#### [What the exercise asks]
How many lines in the entries below include the word "blue"? Reply with the number alone.

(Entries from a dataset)
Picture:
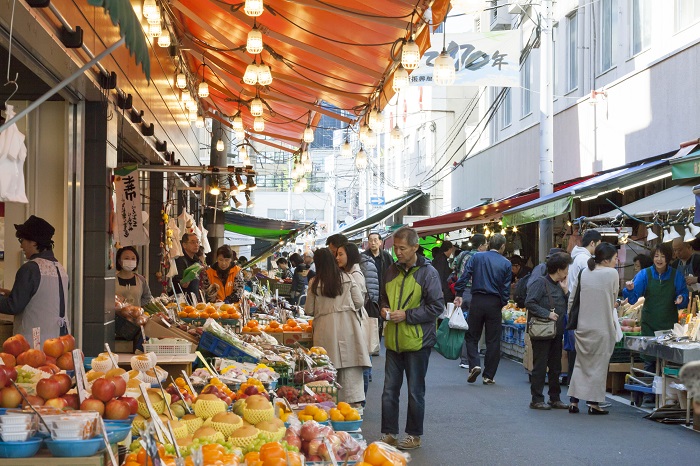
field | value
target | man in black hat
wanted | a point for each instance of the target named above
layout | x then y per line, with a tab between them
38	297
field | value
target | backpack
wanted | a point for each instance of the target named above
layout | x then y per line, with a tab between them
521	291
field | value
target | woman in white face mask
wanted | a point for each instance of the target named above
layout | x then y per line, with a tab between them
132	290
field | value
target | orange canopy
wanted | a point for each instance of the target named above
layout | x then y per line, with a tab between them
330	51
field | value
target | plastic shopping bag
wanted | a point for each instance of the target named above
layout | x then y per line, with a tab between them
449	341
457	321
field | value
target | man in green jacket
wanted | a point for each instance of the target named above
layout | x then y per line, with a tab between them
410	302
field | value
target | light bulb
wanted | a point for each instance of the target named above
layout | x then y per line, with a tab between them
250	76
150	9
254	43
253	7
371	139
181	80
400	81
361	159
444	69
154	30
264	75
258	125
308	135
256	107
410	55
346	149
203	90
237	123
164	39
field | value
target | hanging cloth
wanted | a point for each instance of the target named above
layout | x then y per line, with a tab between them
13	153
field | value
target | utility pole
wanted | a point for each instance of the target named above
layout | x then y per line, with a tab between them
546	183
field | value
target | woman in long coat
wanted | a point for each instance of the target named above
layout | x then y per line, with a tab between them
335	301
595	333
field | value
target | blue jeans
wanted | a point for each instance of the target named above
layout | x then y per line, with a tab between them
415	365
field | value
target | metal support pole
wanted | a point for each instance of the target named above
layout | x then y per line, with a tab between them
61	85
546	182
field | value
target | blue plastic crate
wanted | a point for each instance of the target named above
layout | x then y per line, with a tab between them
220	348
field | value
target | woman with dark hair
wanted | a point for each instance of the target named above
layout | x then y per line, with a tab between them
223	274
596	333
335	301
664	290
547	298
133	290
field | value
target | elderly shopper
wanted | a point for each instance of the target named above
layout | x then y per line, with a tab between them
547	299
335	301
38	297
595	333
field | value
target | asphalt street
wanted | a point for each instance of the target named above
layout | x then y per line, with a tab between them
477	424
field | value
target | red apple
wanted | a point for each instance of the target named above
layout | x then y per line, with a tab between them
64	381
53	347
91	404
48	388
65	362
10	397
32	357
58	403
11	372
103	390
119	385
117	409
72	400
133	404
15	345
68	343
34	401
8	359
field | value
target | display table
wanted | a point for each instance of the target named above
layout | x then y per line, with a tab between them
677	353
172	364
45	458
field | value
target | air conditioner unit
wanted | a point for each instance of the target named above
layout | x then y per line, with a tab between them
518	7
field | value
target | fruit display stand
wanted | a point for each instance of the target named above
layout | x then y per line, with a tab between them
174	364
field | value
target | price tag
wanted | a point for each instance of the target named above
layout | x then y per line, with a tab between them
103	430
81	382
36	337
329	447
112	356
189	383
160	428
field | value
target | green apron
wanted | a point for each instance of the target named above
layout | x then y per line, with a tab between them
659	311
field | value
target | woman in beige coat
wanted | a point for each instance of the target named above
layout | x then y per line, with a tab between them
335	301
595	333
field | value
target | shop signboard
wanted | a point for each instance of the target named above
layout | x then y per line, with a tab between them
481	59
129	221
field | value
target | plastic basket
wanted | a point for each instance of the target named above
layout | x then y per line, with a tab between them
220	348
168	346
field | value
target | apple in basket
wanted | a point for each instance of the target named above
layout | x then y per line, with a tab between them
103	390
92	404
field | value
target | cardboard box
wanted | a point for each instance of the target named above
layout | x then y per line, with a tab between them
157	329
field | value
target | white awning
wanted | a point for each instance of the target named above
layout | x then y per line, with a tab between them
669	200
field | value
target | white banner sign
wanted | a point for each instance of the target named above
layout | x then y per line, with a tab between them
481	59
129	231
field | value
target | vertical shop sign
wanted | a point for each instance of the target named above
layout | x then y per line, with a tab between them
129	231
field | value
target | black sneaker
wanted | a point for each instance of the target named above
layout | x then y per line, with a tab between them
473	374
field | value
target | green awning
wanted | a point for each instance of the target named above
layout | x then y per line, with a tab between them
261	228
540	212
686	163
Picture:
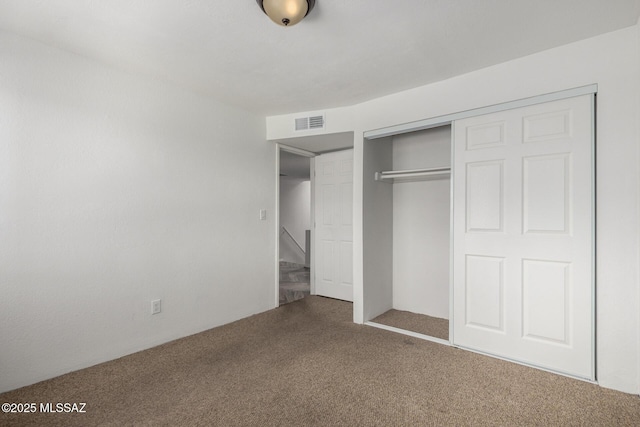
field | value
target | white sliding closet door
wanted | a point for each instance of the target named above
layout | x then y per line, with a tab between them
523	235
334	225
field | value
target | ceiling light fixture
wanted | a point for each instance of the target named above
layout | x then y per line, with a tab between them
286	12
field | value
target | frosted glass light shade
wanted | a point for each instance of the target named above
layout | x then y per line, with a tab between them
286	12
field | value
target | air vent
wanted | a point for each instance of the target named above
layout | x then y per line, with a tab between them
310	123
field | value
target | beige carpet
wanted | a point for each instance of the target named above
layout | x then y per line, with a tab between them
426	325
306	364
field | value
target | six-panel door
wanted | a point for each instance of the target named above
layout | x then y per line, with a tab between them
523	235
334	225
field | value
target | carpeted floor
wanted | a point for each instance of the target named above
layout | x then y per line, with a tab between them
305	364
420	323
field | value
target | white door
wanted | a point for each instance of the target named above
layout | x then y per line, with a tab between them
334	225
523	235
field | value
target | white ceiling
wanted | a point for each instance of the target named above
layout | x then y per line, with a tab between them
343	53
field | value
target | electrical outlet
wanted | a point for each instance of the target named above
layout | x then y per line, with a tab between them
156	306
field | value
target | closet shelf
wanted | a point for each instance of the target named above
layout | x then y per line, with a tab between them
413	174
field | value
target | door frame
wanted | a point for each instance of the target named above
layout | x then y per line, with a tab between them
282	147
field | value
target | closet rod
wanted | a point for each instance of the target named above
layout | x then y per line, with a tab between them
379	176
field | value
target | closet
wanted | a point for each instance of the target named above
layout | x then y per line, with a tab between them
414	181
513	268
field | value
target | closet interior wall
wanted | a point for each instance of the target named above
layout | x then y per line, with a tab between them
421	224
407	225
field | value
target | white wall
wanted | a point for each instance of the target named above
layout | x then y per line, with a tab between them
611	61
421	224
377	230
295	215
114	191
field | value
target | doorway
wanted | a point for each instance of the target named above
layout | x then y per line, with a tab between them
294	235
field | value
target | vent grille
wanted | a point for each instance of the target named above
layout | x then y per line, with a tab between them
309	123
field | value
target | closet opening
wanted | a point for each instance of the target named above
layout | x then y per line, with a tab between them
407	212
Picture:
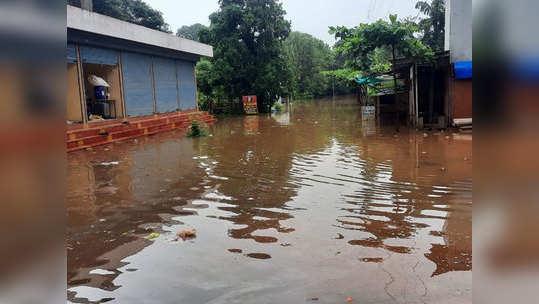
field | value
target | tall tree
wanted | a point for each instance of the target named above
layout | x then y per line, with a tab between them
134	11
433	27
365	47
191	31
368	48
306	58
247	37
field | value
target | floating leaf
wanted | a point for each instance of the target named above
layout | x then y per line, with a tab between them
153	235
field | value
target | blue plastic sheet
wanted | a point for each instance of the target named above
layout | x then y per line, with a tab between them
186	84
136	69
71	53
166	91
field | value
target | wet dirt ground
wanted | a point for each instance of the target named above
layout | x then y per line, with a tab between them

...

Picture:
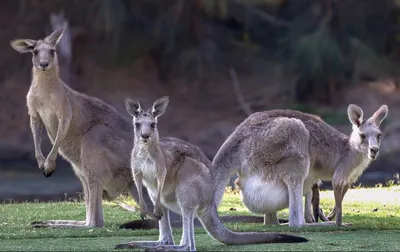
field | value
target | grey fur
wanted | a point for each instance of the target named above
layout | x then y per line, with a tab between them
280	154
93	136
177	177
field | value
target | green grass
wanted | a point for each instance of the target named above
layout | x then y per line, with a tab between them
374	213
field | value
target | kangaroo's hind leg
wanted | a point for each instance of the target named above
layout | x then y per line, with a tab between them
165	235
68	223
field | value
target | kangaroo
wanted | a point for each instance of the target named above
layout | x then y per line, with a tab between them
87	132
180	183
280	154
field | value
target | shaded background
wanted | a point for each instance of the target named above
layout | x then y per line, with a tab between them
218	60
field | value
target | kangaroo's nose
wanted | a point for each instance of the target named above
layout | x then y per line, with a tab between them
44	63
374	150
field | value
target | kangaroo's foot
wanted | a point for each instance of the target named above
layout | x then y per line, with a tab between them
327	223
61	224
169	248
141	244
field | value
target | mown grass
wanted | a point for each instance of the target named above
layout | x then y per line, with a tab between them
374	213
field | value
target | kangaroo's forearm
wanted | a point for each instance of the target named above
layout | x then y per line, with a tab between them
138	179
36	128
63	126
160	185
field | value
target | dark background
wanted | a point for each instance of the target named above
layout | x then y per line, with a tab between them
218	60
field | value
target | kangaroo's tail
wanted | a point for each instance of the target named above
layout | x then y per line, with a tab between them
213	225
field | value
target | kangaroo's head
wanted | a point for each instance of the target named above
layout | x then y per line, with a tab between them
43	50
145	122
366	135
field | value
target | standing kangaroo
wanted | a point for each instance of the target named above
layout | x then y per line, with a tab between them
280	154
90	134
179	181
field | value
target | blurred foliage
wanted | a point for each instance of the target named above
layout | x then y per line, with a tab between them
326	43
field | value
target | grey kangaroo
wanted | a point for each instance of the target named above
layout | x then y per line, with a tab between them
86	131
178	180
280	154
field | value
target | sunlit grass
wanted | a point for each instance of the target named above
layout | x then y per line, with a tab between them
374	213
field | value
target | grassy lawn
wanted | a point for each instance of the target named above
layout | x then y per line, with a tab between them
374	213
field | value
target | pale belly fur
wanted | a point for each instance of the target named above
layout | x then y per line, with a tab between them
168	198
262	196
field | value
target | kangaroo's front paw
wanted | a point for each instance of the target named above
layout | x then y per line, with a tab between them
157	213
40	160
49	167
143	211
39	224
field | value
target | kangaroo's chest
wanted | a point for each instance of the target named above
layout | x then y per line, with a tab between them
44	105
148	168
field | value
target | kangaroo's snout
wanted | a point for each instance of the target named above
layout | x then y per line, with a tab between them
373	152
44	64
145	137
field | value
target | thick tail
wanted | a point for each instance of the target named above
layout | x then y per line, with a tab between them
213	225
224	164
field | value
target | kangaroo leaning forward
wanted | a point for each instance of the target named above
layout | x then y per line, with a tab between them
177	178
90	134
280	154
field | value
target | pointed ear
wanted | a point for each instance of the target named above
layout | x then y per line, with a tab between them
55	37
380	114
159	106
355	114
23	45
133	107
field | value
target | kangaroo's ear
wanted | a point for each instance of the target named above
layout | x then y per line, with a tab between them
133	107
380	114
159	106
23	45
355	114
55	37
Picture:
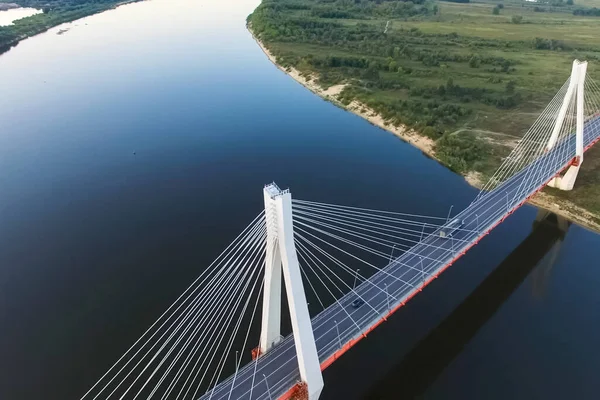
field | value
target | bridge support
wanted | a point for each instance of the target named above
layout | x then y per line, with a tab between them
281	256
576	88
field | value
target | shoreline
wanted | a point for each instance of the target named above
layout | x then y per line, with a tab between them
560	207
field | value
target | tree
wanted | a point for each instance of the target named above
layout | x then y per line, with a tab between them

#### [Solution to the exercise]
3